Nur rund einen Kilometer Luftlinie entfernt liegt der Holz- und Fabrikenhafen, an dessen östlichem Rand die zweite den Stadtbereich um Walle und Gröpelingen erschließende Straßenbahnstrecke verläuft, hier an der Kreuzung Nordstraße/ Emder Straße.

Tw 811 und Bw 1806

Seit August 2014 fährt die Bremer Straßenbahn mit dem dritten Bauabschnitt der Linie 4 auch in das niedersächsische Umland – vom an der Bremer Stadtgrenze gelegenen Borgfeld aus wurde die Straßenbahn nach Lilienthal bzw. Falkenberg verlängert. Durch die dörfliche Hauptstraße fährt der Zug aus Tw 801 und Bw 1806.

Tw 811 und Bw 1806

Westlich der Brücke über die Wümme verläuft die Grenze zwischen Bremen und Niedersachsen entlang der Wümme. Der Zug erreicht an der auf der Brücke gelegenen Hst Truperdeich Bremer Stadtgebiet. Am Mehlandsdeichweg entscheidet dagegen die Straßenseite, in welchem Bundesland man wohnt …

Tw 811 und Bw 1806

Die bis 1849 erbaute Horner Mühle wird bereits seit 1933 nicht mehr mit Wind betrieben, 1938 wurden ihre Ruten demontiert. Erst Jahrzehnte später erhielt sie im Zuge von denkmalgerechten Sanierungen ihre Flügel zurück, 2017 wurde die Mühlentechnik umfangreich erneuert.
Die heute wieder betriebene Linie 4 ist ein Projekt der 1990er und 2000er Jahre. 1972 wurde die alte Linie 4 nach Horn eingestellt und 1998 in einem ersten von drei Bauabschnitten bis zur Horner Mühle wiedereröffnet. 2002 wurde der zweite Bauabschnitt nach Borgfeld eröffnet und 2014 zum aktuellen Endpunkt im niedersächsischen Lilienthal verlängert.

Tw 811 und Bw 1806

Zeit für einen Fahrzeugtausch. Die Reisegruppe ist an der Domsheide ausgestiegen und der Großraumzug macht sich wieder auf den Weg in Richtung Sebaldsbrück. Hier passiert der Zug entlang der Straße Bei den drei Pfählen den Hastedter Wochenmarkt.

Tw 3077

Zunächst kommt jedoch ein anderes, inzwischen auch museumsreifes Fahrzeug gefahren. Die ab 1993 in Serie gebauten Niederflurwagen aus dem Hause AEG bzw. Adtranz stehen vor dem Ersatz durch neue Züge der Reihe Avenio aus dem Hause Siemens. Aktuell sind bereits rund ein Drittel der Züge ausgemustert, ein Verkauf der niederflurigen Triebwagen stand aufgrund des starken Verschleisses an den Zügen nicht zur Diskussion.

^^^^^^^^^^^^^^^^

| WORUM ES GEHT |
**a)** Kannst du aus dem Text über die Bremer Straßenbahn die Stelle von „Seit August 2014“ bis einschließlich „und Bw 1806.“ wortgetreu herausschreiben?
**b)** Wie geht der Text über die Bremer Straßenbahn nach seinem letzten Satz weiter? Setze ihn fort.

| AUFLISTUNG |
^^^^^^^^^^^^^^^^

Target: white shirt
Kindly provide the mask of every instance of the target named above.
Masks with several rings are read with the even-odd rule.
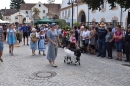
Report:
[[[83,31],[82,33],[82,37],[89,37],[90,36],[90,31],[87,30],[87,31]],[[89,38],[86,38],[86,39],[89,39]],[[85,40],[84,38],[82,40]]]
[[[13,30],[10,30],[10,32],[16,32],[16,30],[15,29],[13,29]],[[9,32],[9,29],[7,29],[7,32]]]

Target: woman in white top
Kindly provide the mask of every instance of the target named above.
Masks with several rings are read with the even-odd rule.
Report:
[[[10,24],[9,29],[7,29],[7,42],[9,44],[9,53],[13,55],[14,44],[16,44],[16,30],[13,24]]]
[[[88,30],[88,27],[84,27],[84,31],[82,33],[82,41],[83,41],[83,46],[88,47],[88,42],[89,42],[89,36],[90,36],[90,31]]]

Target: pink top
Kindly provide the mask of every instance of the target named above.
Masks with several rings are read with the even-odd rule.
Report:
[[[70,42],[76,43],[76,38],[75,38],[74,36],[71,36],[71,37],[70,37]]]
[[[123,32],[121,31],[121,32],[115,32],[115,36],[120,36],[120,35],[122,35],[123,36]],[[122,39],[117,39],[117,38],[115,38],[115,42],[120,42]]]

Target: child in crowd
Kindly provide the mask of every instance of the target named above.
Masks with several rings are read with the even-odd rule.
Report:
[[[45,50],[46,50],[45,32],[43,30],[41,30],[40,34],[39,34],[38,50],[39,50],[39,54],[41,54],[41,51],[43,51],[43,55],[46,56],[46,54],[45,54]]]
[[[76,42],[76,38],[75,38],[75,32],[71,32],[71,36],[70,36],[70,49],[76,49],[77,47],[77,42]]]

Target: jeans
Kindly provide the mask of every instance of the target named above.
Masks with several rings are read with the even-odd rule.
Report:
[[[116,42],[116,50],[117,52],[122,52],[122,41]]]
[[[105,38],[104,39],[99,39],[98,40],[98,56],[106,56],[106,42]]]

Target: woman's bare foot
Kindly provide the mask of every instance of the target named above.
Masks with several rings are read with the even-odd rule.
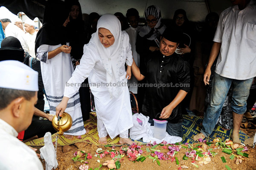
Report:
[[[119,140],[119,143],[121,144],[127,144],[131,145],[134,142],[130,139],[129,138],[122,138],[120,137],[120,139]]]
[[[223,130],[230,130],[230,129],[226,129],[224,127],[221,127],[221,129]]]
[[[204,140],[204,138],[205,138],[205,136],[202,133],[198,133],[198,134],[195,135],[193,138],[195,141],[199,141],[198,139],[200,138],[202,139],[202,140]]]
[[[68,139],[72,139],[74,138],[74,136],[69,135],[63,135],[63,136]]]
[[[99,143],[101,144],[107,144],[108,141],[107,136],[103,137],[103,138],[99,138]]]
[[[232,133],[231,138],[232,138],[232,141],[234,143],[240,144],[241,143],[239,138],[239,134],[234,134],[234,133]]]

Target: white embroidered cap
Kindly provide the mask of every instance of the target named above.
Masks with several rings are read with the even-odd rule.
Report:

^^^^^^^^^^^^^^^^

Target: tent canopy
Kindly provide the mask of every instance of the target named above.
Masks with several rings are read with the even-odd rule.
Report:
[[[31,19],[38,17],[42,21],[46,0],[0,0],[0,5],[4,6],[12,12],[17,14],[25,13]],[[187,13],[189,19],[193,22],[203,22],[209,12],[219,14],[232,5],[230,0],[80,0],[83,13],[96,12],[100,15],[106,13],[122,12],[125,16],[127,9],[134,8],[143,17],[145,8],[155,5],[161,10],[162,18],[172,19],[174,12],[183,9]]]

^^^^^^^^^^^^^^^^

| LÖSUNGEN |
**a)**
Seit August 2014 fährt die Bremer Straßenbahn mit dem dritten Bauabschnitt der Linie 4 auch in das niedersächsische Umland – vom an der Bremer Stadtgrenze gelegenen Borgfeld aus wurde die Straßenbahn nach Lilienthal bzw. Falkenberg verlängert. Durch die dörfliche Hauptstraße fährt der Zug aus Tw 801 und Bw 1806.

**b)**
Der 3077 gehört zu den GT8N, die für die Erhaltung als Museumsfahrzeug in der engeren Wahl stehen. Inwieweit langfristig eine fahrfähige Erhaltung möglich ist – und mit welchen Einsatzmöglichkeiten – ist noch fraglich, die technischen Voraussetzungen dafür werden aktuell mit Einlagerung von Teilen und der Zugauswahl geschaffen.

Tw 557

Der Wegmann-Stadtbahnzug vom Typ GT4f hat bereits Eingang in die Museumssammlung gefunden – Ende 2013 endeten die Linieneinsätze der ab 1973 gebauten Fahrzeuge, seither wird das Straßenbahnnetz in Bremen vollständig niederflurig betrieben.
Der GT4f 557 wurde vor genau vier Jahren als historischer Triebwagen fertiggestellt, der passende Beiwagen GB4f 747 wartet noch auf den Abschluss der Hauptuntersuchung und die Neulackierung. Hier kommt der Tw 557 entlang der Hastedter Heerstraße mit dem markanten Wandgemälde gefahren.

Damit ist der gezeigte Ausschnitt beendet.